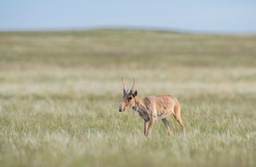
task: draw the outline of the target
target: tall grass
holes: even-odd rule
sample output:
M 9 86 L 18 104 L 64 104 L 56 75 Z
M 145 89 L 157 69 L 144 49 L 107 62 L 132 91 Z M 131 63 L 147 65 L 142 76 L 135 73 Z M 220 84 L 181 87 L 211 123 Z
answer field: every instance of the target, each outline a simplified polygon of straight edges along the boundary
M 158 31 L 0 33 L 1 166 L 255 166 L 256 36 Z M 173 94 L 143 134 L 118 113 L 124 76 L 139 97 Z M 131 82 L 129 82 L 131 79 Z

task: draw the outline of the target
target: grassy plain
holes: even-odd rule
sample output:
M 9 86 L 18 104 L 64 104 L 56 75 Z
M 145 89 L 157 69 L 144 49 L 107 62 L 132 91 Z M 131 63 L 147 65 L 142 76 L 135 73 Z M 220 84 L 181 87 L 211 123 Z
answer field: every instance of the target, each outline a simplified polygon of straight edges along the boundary
M 144 30 L 0 33 L 1 166 L 255 166 L 256 35 Z M 186 127 L 118 113 L 173 94 Z

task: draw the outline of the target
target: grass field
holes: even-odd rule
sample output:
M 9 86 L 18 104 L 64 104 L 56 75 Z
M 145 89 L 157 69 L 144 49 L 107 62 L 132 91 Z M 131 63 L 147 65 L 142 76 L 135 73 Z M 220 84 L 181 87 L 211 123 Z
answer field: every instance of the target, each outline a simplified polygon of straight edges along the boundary
M 172 94 L 174 118 L 143 134 L 119 113 Z M 1 166 L 255 166 L 256 35 L 144 30 L 0 33 Z

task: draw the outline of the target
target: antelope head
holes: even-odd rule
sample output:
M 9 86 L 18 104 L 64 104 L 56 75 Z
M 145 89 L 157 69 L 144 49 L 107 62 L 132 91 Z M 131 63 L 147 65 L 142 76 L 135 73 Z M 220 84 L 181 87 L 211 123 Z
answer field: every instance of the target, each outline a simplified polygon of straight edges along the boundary
M 126 85 L 123 77 L 122 77 L 122 82 L 123 82 L 123 86 L 124 86 L 124 96 L 123 96 L 123 101 L 121 102 L 119 105 L 119 112 L 125 112 L 127 108 L 135 106 L 135 97 L 137 96 L 138 92 L 137 91 L 133 91 L 134 84 L 135 84 L 134 77 L 133 77 L 133 84 L 131 90 L 126 89 Z

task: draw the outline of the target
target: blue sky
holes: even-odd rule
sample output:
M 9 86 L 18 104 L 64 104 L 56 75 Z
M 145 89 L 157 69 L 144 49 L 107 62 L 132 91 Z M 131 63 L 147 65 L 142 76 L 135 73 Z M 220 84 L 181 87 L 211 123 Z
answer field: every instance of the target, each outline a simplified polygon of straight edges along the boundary
M 256 33 L 256 1 L 0 0 L 0 30 L 101 27 Z

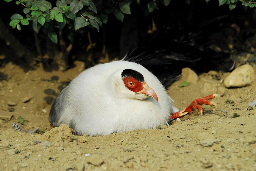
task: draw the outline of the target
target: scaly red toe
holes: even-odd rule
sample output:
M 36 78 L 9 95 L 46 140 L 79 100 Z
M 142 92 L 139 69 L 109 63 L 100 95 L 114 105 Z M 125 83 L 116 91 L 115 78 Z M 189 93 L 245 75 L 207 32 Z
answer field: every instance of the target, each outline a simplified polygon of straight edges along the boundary
M 211 106 L 216 106 L 216 103 L 210 101 L 209 100 L 213 99 L 215 96 L 218 95 L 218 94 L 213 94 L 203 98 L 196 99 L 193 101 L 185 109 L 180 110 L 171 114 L 170 118 L 171 119 L 173 119 L 176 118 L 180 118 L 186 115 L 188 113 L 191 114 L 192 111 L 196 110 L 197 109 L 198 109 L 200 111 L 201 115 L 203 115 L 203 104 L 210 105 Z

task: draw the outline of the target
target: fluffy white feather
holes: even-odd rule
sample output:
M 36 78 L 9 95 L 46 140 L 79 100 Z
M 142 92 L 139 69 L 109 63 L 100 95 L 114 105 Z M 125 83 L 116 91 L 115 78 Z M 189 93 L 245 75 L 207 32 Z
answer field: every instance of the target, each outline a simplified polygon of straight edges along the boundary
M 141 73 L 158 101 L 127 89 L 121 78 L 130 69 Z M 96 65 L 80 73 L 61 92 L 52 106 L 54 126 L 69 125 L 79 135 L 105 135 L 167 124 L 178 110 L 158 79 L 138 64 L 124 61 Z

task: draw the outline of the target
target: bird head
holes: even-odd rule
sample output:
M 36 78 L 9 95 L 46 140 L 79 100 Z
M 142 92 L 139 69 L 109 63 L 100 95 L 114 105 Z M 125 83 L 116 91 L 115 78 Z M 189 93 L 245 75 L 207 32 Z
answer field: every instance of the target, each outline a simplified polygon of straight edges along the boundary
M 139 72 L 129 69 L 124 69 L 121 77 L 125 87 L 135 93 L 135 98 L 143 100 L 150 96 L 158 101 L 155 91 L 147 85 Z

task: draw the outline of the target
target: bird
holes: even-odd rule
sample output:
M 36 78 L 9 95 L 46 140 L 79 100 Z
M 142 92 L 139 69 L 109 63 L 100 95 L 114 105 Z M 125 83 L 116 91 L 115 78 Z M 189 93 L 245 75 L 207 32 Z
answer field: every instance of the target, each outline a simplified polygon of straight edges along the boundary
M 104 135 L 167 125 L 198 109 L 217 95 L 195 100 L 186 109 L 173 105 L 158 78 L 141 65 L 122 60 L 86 69 L 61 92 L 53 104 L 53 126 L 68 125 L 77 135 Z

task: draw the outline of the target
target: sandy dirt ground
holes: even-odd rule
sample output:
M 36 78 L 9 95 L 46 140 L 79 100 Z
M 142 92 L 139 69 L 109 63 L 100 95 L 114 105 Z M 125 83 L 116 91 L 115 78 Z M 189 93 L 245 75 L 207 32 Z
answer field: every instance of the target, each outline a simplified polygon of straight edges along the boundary
M 195 111 L 169 126 L 80 136 L 66 125 L 53 129 L 48 119 L 53 100 L 83 69 L 82 62 L 75 64 L 64 72 L 41 67 L 25 72 L 11 62 L 0 68 L 5 77 L 0 81 L 0 170 L 256 170 L 256 110 L 248 106 L 256 98 L 256 82 L 227 89 L 223 81 L 229 73 L 211 71 L 180 87 L 182 78 L 167 90 L 176 106 L 182 109 L 212 93 L 221 95 L 211 100 L 217 106 L 204 106 L 203 116 Z M 240 116 L 232 118 L 234 113 Z M 13 122 L 46 132 L 19 131 Z

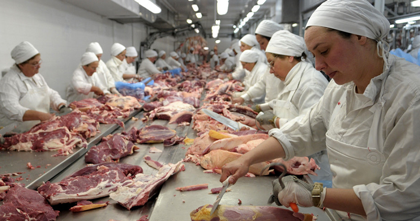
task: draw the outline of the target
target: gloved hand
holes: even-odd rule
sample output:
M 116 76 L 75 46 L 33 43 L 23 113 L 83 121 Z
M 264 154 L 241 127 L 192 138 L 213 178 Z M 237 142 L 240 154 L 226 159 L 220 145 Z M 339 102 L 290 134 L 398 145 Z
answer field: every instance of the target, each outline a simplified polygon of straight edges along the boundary
M 268 131 L 276 128 L 275 121 L 277 118 L 277 116 L 271 110 L 260 112 L 255 118 L 256 124 L 259 124 L 259 127 Z
M 290 203 L 295 203 L 304 207 L 316 206 L 321 207 L 325 198 L 325 188 L 321 183 L 310 184 L 299 179 L 295 176 L 284 177 L 282 181 L 285 185 L 282 189 L 278 179 L 273 180 L 273 195 L 272 198 L 276 204 L 289 207 Z M 277 199 L 275 199 L 275 196 Z

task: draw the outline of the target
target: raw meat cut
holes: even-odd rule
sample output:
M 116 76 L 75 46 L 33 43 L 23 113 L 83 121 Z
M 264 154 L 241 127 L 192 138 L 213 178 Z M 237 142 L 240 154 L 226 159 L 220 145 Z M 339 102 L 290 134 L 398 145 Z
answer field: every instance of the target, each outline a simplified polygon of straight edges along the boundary
M 115 191 L 118 186 L 132 184 L 132 177 L 135 174 L 130 172 L 143 171 L 137 166 L 125 165 L 120 167 L 117 165 L 120 164 L 108 163 L 108 165 L 115 165 L 107 167 L 105 164 L 107 163 L 93 166 L 97 168 L 94 171 L 92 168 L 83 168 L 80 170 L 83 172 L 79 171 L 75 173 L 85 175 L 71 175 L 54 183 L 48 181 L 38 187 L 38 191 L 51 205 L 96 199 L 109 195 Z
M 203 156 L 200 164 L 202 167 L 206 170 L 211 170 L 214 168 L 221 169 L 221 167 L 225 166 L 225 164 L 239 158 L 242 155 L 240 153 L 230 152 L 227 150 L 220 149 L 212 150 Z M 253 164 L 249 167 L 249 172 L 259 176 L 261 170 L 269 164 L 269 163 L 267 162 Z M 268 168 L 267 168 L 264 170 L 262 175 L 268 175 Z
M 133 178 L 133 184 L 118 186 L 117 191 L 109 197 L 129 210 L 134 206 L 142 206 L 158 192 L 159 188 L 172 174 L 182 170 L 183 167 L 179 162 L 163 166 L 155 175 L 138 174 Z
M 102 142 L 91 148 L 85 155 L 85 162 L 99 164 L 113 161 L 119 162 L 120 159 L 134 152 L 137 147 L 132 142 L 121 134 L 109 135 L 102 138 Z
M 109 203 L 109 201 L 99 201 L 97 203 L 93 203 L 88 200 L 82 200 L 78 202 L 77 205 L 70 208 L 69 210 L 73 212 L 81 212 L 96 209 L 97 208 L 103 207 L 106 206 Z
M 219 205 L 210 215 L 212 205 L 207 204 L 190 213 L 191 221 L 312 221 L 312 215 L 294 212 L 275 206 Z
M 52 221 L 59 212 L 36 191 L 15 185 L 9 190 L 0 206 L 0 220 Z

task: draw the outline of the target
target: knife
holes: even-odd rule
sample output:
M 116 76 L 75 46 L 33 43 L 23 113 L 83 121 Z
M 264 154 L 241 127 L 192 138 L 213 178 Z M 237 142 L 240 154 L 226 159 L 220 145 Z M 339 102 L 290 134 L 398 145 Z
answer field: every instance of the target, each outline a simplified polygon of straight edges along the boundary
M 221 189 L 220 193 L 219 194 L 218 196 L 217 196 L 217 198 L 216 198 L 216 201 L 214 201 L 214 203 L 213 204 L 213 208 L 211 209 L 211 211 L 210 211 L 210 215 L 212 215 L 213 213 L 216 211 L 216 208 L 217 208 L 217 206 L 219 205 L 219 203 L 220 203 L 220 200 L 221 200 L 221 198 L 223 197 L 223 195 L 225 194 L 226 190 L 228 190 L 228 187 L 231 184 L 229 183 L 229 178 L 231 178 L 231 176 L 232 175 L 230 175 L 228 177 L 228 178 L 222 183 L 223 184 L 223 188 Z
M 203 110 L 203 111 L 206 114 L 209 115 L 209 116 L 210 116 L 212 118 L 217 120 L 219 122 L 222 123 L 235 131 L 239 131 L 239 130 L 240 130 L 241 128 L 244 127 L 249 129 L 249 130 L 255 130 L 255 129 L 247 125 L 244 124 L 243 123 L 241 123 L 240 122 L 237 122 L 235 120 L 232 120 L 224 116 L 222 116 L 217 113 L 215 113 L 209 109 L 202 109 L 202 110 Z

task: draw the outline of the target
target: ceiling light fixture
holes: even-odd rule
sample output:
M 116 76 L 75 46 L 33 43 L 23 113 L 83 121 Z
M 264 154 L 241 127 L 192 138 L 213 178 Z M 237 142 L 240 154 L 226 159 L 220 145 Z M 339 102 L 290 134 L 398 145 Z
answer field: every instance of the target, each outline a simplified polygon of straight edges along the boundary
M 138 3 L 138 5 L 145 8 L 149 11 L 152 12 L 154 14 L 159 14 L 162 11 L 160 7 L 158 6 L 156 3 L 152 2 L 151 0 L 134 0 L 136 2 Z
M 228 13 L 229 0 L 217 0 L 217 14 L 223 15 Z

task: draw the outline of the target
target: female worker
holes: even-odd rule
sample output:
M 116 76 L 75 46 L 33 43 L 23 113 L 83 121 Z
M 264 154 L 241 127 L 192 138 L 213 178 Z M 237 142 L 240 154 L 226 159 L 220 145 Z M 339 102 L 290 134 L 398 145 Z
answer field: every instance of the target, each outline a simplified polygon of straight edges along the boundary
M 94 94 L 103 95 L 103 91 L 97 85 L 95 72 L 99 65 L 99 60 L 93 52 L 85 52 L 80 59 L 80 65 L 73 73 L 71 83 L 67 87 L 69 102 L 92 98 Z
M 305 40 L 316 68 L 333 80 L 303 117 L 294 119 L 222 168 L 234 183 L 248 166 L 288 160 L 326 144 L 332 188 L 313 195 L 294 182 L 279 202 L 339 210 L 353 220 L 420 218 L 420 70 L 389 54 L 389 22 L 365 0 L 329 0 L 308 20 Z M 243 164 L 244 166 L 240 166 Z
M 38 74 L 42 60 L 33 45 L 21 42 L 11 55 L 15 64 L 0 80 L 0 126 L 14 123 L 24 131 L 53 117 L 50 106 L 58 111 L 66 102 Z

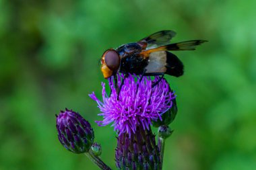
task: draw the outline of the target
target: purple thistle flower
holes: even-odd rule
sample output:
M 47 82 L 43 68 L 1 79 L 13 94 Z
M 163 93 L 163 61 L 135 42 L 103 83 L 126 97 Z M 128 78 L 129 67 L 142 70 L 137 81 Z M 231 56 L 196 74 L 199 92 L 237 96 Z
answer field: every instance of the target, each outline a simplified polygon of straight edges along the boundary
M 118 86 L 120 87 L 123 75 L 117 75 Z M 127 132 L 130 136 L 135 133 L 138 126 L 144 130 L 150 129 L 152 121 L 160 119 L 162 115 L 172 105 L 172 99 L 175 98 L 167 81 L 162 79 L 156 85 L 152 84 L 160 77 L 143 77 L 139 82 L 139 76 L 129 75 L 124 81 L 121 89 L 119 99 L 115 89 L 114 80 L 108 79 L 112 91 L 110 97 L 102 85 L 102 100 L 100 101 L 93 92 L 90 97 L 95 100 L 101 111 L 99 116 L 103 116 L 102 121 L 96 121 L 98 126 L 103 126 L 113 123 L 115 130 L 119 135 Z

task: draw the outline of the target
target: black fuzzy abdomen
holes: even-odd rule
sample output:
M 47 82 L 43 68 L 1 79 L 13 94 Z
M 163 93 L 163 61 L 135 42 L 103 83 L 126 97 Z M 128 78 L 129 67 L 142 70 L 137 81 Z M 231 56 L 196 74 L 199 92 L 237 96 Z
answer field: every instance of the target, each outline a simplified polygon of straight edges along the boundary
M 184 73 L 184 66 L 179 58 L 170 52 L 166 52 L 166 74 L 180 77 Z

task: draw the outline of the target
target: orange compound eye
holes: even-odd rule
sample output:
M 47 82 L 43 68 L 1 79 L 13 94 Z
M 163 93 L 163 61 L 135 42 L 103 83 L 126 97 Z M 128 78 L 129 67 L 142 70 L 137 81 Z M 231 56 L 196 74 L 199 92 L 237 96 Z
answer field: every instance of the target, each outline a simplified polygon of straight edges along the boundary
M 113 75 L 113 71 L 108 69 L 105 63 L 101 65 L 101 71 L 102 72 L 104 78 L 108 79 Z
M 108 50 L 105 52 L 104 60 L 106 66 L 112 71 L 117 71 L 120 66 L 120 56 L 115 50 Z

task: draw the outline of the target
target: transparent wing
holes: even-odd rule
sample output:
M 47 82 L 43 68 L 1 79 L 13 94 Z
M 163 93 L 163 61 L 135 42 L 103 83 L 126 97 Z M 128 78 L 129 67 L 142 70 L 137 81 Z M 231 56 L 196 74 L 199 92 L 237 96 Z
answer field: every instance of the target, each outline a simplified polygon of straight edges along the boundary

^^^^^^^^^^^^^^^^

• _WRITTEN REQUEST_
Locate every line in the records that contains the word "head", and reproduce each such line in full.

• _FINAL RESULT_
target: antelope head
target: bird head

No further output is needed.